--- Start Data shown ---

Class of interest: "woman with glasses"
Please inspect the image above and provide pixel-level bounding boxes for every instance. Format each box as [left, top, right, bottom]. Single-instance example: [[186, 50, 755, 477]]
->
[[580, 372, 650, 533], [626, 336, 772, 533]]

--- End Data shown ---
--- Start Data shown ---

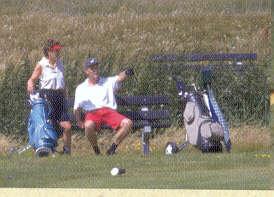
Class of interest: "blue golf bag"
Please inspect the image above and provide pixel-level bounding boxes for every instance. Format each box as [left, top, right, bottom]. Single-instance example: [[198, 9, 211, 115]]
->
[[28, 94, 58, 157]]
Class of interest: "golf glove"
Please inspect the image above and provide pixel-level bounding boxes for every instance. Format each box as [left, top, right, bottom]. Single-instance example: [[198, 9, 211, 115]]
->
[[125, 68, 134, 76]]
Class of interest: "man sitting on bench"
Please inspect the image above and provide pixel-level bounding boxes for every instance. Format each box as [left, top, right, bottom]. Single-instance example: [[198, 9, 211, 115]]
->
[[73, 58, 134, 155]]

--- End Data shown ---
--- Start Data shown ---

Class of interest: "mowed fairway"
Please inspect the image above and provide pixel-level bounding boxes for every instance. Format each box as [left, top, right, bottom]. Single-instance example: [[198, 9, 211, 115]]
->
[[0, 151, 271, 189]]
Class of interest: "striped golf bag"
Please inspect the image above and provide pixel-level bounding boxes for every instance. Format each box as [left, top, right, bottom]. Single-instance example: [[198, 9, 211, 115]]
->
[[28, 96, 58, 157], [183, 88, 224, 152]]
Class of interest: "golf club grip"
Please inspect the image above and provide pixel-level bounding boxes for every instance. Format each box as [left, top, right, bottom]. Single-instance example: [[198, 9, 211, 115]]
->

--- End Data shown ---

How many of the lines above contain the word "Class"? Give only the number.

• _Answer to this problem_
7